## Your task
Every line from the line containing "weathered table top" through the final line below is to be repeated exactly; no other line is.

Dataset items:

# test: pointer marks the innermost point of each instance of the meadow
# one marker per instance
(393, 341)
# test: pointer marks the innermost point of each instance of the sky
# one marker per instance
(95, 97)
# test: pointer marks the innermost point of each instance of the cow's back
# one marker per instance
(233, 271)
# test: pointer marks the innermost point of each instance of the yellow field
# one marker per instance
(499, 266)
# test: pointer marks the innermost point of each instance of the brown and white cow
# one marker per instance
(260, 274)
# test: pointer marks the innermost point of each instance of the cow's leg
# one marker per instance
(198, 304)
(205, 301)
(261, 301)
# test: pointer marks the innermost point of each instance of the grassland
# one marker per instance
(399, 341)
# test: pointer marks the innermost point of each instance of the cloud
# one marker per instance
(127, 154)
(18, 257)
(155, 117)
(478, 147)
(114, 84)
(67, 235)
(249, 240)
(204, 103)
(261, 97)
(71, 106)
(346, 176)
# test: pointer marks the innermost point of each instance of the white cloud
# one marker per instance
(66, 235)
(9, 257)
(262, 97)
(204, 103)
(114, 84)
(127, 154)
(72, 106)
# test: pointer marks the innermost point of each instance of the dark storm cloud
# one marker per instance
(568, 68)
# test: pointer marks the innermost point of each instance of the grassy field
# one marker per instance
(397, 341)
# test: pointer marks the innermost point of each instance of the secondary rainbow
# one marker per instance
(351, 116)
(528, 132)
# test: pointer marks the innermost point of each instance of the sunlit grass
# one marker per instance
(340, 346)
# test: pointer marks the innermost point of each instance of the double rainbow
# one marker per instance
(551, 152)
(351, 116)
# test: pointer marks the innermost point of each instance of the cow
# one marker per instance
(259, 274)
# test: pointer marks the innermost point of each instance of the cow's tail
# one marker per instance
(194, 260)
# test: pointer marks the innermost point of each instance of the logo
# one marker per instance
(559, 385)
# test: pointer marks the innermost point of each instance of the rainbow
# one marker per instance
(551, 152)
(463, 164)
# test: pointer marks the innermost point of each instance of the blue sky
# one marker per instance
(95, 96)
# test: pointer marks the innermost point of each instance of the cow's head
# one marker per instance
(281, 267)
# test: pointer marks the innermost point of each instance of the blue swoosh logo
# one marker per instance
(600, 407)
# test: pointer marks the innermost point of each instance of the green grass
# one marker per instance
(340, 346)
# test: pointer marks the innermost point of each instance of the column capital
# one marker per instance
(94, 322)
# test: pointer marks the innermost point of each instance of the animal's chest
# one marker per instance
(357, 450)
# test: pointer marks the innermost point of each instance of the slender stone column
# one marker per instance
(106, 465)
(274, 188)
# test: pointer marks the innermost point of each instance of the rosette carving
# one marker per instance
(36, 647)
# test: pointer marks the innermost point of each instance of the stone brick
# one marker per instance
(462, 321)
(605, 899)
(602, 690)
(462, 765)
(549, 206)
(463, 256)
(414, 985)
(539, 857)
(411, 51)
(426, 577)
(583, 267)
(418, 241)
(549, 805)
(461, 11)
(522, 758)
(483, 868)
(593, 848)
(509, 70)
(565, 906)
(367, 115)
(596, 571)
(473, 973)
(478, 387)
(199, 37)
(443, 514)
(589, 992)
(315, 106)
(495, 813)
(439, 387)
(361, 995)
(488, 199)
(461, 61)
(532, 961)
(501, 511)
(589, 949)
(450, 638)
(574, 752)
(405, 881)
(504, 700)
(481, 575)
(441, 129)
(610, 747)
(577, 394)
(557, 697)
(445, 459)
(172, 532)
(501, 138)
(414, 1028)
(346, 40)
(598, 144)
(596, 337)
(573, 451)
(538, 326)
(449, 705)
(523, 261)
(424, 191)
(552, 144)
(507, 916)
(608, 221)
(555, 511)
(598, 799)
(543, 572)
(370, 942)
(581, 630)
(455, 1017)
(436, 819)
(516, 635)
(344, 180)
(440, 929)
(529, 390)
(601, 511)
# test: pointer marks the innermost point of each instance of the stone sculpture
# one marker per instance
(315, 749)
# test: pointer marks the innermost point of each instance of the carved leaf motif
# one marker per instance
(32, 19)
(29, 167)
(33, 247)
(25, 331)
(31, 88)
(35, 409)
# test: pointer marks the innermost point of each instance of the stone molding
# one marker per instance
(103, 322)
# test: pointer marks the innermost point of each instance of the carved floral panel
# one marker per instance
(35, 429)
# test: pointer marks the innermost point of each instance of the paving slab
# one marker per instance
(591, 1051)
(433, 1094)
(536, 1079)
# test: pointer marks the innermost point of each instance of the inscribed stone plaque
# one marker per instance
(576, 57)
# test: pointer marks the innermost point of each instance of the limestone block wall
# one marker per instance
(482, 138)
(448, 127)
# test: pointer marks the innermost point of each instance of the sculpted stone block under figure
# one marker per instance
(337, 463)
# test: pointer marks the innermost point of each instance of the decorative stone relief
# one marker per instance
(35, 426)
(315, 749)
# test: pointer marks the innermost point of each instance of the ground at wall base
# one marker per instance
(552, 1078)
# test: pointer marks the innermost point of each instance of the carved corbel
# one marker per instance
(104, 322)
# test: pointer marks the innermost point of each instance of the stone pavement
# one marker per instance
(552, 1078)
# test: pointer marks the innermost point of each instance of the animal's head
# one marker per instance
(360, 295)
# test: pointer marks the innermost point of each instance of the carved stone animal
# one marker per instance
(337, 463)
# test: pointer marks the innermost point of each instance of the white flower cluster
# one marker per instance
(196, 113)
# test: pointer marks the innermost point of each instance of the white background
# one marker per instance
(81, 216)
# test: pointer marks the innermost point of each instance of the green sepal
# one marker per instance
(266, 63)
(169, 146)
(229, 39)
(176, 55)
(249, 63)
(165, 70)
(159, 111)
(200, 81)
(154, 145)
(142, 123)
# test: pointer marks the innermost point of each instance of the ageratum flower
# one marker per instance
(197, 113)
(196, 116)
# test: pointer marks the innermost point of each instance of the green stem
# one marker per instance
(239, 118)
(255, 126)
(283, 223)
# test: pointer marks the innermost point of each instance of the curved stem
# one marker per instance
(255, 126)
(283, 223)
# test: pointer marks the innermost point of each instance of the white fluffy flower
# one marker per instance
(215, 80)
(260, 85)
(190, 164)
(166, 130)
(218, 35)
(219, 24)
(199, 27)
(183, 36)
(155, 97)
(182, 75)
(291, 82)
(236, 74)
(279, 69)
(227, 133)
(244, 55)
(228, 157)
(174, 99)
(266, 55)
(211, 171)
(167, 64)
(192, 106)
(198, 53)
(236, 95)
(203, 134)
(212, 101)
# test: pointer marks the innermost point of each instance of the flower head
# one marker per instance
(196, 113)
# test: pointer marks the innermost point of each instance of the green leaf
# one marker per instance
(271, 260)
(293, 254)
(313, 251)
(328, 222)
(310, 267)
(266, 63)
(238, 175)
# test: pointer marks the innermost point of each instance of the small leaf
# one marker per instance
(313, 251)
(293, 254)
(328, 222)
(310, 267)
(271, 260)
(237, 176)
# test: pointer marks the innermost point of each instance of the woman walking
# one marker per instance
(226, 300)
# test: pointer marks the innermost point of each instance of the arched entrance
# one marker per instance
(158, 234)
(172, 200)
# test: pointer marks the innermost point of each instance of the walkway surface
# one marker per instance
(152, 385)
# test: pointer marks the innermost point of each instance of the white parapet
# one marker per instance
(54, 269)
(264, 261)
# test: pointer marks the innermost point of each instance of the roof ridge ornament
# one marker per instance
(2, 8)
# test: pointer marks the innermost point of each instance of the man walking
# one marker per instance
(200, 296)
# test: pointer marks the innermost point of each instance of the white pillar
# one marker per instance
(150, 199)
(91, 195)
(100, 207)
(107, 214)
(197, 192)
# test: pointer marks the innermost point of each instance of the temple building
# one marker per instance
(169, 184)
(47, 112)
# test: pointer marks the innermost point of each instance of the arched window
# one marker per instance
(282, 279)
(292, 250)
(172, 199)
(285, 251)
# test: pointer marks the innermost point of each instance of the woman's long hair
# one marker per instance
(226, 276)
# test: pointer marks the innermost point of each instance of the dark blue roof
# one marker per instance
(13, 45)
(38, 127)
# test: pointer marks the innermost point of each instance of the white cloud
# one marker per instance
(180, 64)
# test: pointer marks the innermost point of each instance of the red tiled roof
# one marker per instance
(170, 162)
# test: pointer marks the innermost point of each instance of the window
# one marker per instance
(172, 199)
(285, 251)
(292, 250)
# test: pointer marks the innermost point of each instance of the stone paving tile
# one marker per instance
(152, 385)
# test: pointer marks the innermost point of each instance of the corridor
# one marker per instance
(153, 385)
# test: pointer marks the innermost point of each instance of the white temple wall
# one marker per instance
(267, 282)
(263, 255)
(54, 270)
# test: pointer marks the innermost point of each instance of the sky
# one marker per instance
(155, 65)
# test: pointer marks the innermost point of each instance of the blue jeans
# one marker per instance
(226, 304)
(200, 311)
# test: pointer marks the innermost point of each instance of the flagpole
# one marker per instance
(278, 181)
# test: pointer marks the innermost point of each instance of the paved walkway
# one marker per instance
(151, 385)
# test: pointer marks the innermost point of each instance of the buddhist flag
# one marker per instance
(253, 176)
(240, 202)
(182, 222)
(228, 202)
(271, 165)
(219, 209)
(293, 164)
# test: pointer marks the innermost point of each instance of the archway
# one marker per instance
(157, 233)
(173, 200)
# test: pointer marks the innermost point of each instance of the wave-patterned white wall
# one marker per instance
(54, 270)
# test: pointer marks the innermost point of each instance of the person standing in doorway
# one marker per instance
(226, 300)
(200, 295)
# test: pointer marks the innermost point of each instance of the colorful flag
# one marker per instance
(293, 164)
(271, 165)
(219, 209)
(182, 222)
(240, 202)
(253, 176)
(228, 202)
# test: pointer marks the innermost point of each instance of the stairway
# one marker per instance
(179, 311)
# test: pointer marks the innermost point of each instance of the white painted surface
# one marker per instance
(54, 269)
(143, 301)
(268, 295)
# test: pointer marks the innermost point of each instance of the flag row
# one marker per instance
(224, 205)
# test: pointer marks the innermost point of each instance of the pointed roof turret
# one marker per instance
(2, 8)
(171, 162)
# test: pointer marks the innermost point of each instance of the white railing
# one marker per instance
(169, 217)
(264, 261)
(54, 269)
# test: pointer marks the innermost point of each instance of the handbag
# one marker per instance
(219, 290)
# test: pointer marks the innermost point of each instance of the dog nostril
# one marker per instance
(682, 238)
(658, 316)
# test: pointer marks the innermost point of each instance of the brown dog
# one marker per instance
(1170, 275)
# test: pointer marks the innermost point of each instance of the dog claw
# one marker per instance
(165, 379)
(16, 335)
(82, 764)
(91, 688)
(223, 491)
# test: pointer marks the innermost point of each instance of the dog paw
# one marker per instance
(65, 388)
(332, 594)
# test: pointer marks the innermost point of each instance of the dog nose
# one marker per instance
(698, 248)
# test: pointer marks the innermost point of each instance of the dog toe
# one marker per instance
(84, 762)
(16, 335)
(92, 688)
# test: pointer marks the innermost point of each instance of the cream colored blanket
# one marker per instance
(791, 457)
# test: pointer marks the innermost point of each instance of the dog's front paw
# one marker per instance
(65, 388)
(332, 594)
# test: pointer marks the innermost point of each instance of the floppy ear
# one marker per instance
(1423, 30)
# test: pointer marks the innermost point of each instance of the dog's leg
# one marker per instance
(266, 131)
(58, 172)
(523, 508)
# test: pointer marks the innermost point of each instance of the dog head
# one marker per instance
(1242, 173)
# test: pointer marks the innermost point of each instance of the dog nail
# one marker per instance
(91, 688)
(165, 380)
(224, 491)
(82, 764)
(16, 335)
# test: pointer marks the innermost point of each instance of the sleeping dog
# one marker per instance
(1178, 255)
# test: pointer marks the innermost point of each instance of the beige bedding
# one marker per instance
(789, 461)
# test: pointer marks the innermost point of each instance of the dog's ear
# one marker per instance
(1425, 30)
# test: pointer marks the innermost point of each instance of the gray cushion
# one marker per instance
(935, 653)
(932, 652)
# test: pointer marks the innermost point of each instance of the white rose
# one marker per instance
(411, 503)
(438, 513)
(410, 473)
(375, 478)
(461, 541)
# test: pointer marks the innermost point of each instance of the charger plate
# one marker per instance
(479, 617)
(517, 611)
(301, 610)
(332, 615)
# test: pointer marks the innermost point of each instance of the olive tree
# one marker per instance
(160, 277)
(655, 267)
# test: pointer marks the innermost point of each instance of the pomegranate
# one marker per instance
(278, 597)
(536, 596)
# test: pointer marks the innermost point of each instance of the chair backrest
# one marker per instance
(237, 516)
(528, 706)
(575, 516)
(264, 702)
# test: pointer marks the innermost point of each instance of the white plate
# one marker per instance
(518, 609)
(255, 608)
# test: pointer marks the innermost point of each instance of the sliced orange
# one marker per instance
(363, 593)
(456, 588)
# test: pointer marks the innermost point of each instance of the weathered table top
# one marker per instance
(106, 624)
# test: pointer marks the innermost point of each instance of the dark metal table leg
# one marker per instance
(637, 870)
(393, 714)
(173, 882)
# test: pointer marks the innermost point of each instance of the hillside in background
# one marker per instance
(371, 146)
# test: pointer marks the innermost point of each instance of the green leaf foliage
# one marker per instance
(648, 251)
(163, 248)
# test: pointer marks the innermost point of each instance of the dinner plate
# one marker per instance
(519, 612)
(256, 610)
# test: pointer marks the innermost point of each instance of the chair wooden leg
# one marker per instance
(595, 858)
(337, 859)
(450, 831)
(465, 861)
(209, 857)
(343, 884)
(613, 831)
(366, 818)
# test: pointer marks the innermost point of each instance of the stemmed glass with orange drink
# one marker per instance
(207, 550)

## Answer to this task
# test: pointer marks the innermost point of each instance of the weathered table top
# one marker per instance
(106, 624)
# test: pointer marks the innermost point of each instance of the dark metal table leg
# one marker per instance
(637, 870)
(393, 714)
(173, 882)
# test: pointer marks the innermost point of each instance of the hillside in background
# one marker per instance
(371, 146)
# test: pointer marks the innermost point of each instance of the green leaf foliage
# one marker per instance
(648, 251)
(163, 248)
# test: pointer marks the innermost point of each instance of the dinner plate
# one marker per instance
(519, 612)
(256, 610)
# test: pointer marks the innermost point of each instance of the chair wooden leg
# one marker per instance
(595, 858)
(337, 859)
(450, 831)
(465, 861)
(209, 857)
(343, 884)
(613, 831)
(366, 818)
# test: pointer marks the innermost point of each instance of the stemmed glass with orange drink
# one marker per instance
(207, 550)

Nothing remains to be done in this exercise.